--- Start Listed records ---

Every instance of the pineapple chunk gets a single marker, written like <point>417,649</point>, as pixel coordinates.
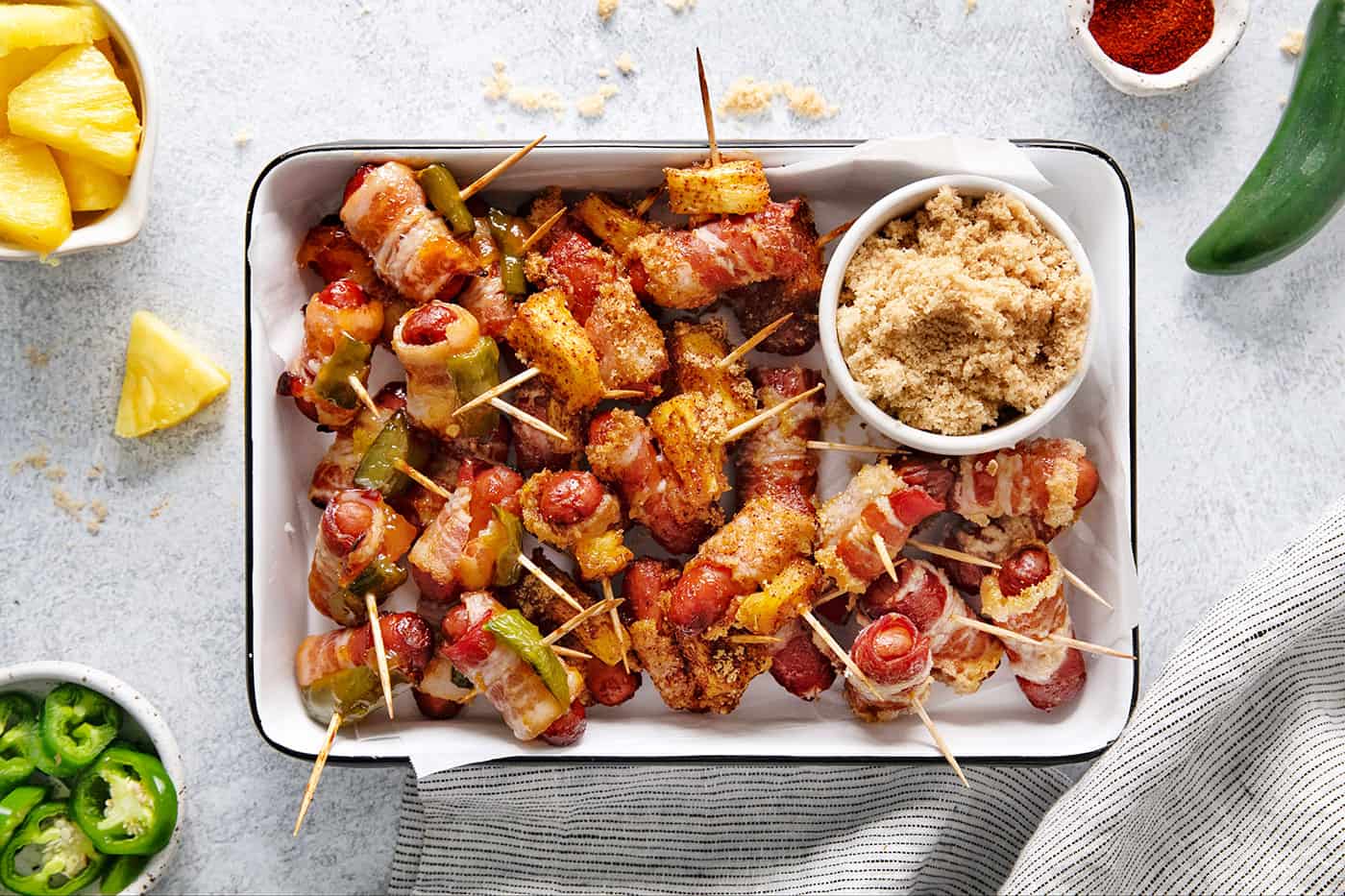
<point>15,69</point>
<point>167,378</point>
<point>77,104</point>
<point>31,24</point>
<point>34,206</point>
<point>90,187</point>
<point>728,188</point>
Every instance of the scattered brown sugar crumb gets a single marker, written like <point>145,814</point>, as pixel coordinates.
<point>807,103</point>
<point>837,413</point>
<point>37,459</point>
<point>962,309</point>
<point>63,500</point>
<point>98,513</point>
<point>595,104</point>
<point>498,85</point>
<point>748,97</point>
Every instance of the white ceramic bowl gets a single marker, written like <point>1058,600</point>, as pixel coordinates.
<point>1230,22</point>
<point>124,222</point>
<point>900,204</point>
<point>140,721</point>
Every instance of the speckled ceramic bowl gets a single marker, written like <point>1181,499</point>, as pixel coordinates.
<point>124,222</point>
<point>141,722</point>
<point>904,202</point>
<point>1230,22</point>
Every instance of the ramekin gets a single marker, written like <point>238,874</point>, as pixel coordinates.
<point>37,678</point>
<point>900,204</point>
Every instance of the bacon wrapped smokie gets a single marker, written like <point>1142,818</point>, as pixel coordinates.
<point>692,268</point>
<point>340,326</point>
<point>534,449</point>
<point>448,362</point>
<point>359,541</point>
<point>775,458</point>
<point>1048,479</point>
<point>964,657</point>
<point>884,500</point>
<point>692,673</point>
<point>743,556</point>
<point>336,469</point>
<point>622,451</point>
<point>897,660</point>
<point>475,540</point>
<point>386,213</point>
<point>628,342</point>
<point>575,513</point>
<point>549,611</point>
<point>330,252</point>
<point>1028,594</point>
<point>501,654</point>
<point>338,671</point>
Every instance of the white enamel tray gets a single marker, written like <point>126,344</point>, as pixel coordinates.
<point>992,727</point>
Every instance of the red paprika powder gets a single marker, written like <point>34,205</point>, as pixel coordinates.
<point>1152,36</point>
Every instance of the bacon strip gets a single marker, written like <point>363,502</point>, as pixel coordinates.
<point>406,640</point>
<point>884,500</point>
<point>1048,479</point>
<point>775,458</point>
<point>340,308</point>
<point>744,554</point>
<point>336,469</point>
<point>1028,594</point>
<point>692,268</point>
<point>386,213</point>
<point>454,549</point>
<point>628,342</point>
<point>508,681</point>
<point>964,657</point>
<point>622,452</point>
<point>896,657</point>
<point>355,530</point>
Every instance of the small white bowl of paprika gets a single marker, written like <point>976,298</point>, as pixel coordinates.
<point>1150,47</point>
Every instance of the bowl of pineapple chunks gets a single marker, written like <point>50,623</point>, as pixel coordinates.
<point>77,133</point>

--- End Listed records ---

◆ **To be done**
Reproduce the entire listing above without changing any wording, and omit the pictures.

◆ **Task answer**
Every instance of the pineapple chunk gets a single marker, written like <point>417,649</point>, as pixel coordinates.
<point>15,69</point>
<point>167,378</point>
<point>77,104</point>
<point>31,24</point>
<point>34,206</point>
<point>90,187</point>
<point>728,188</point>
Every instance of the scattered brown sugar crumb gets a single marker, written like <point>145,814</point>, as pixel coordinates.
<point>807,103</point>
<point>837,413</point>
<point>37,459</point>
<point>962,309</point>
<point>63,500</point>
<point>98,513</point>
<point>595,104</point>
<point>498,85</point>
<point>748,97</point>
Every instance of the white ceramic bowl gets a single marker, written like <point>1058,600</point>, as pixel coordinates.
<point>1230,22</point>
<point>124,222</point>
<point>900,204</point>
<point>140,721</point>
Every instance of the speckled ceramic bowl gets a single marker, written like <point>1181,499</point>, as pixel coordinates.
<point>124,222</point>
<point>141,722</point>
<point>904,202</point>
<point>1230,22</point>
Every instance of the ramekin gets a single marker, written like <point>238,874</point>, as pixel coordinates.
<point>37,678</point>
<point>900,204</point>
Every instance of the bacon wrapped smokie gets a single marker, written like <point>1142,818</point>, as pixel coordinates.
<point>692,268</point>
<point>340,326</point>
<point>534,449</point>
<point>448,362</point>
<point>359,541</point>
<point>775,458</point>
<point>1048,479</point>
<point>964,657</point>
<point>884,500</point>
<point>692,673</point>
<point>743,556</point>
<point>336,469</point>
<point>622,451</point>
<point>897,660</point>
<point>475,540</point>
<point>386,213</point>
<point>628,342</point>
<point>575,513</point>
<point>549,611</point>
<point>330,252</point>
<point>1028,594</point>
<point>501,654</point>
<point>338,671</point>
Every instance of the white enamel tray gets a single marker, written like <point>126,344</point>, as pixel coordinates.
<point>992,727</point>
Every instance of the red paprika powder gets a single marker, written like <point>34,205</point>, as pixel coordinates.
<point>1152,36</point>
Every instance of the bacon strip gets a single marker, written like <point>363,502</point>, as pixel coordinates.
<point>406,640</point>
<point>884,500</point>
<point>1048,479</point>
<point>775,458</point>
<point>340,308</point>
<point>744,554</point>
<point>336,469</point>
<point>1028,594</point>
<point>692,268</point>
<point>386,213</point>
<point>454,549</point>
<point>628,342</point>
<point>508,681</point>
<point>964,657</point>
<point>622,452</point>
<point>896,657</point>
<point>355,530</point>
Every instance of the small white bowl of paprika gets a single marker, written like <point>976,298</point>, as pixel coordinates.
<point>1150,47</point>
Every instance of the bowl of pineapple chunks gets a single marker, written like <point>50,623</point>, as pixel coordinates.
<point>77,133</point>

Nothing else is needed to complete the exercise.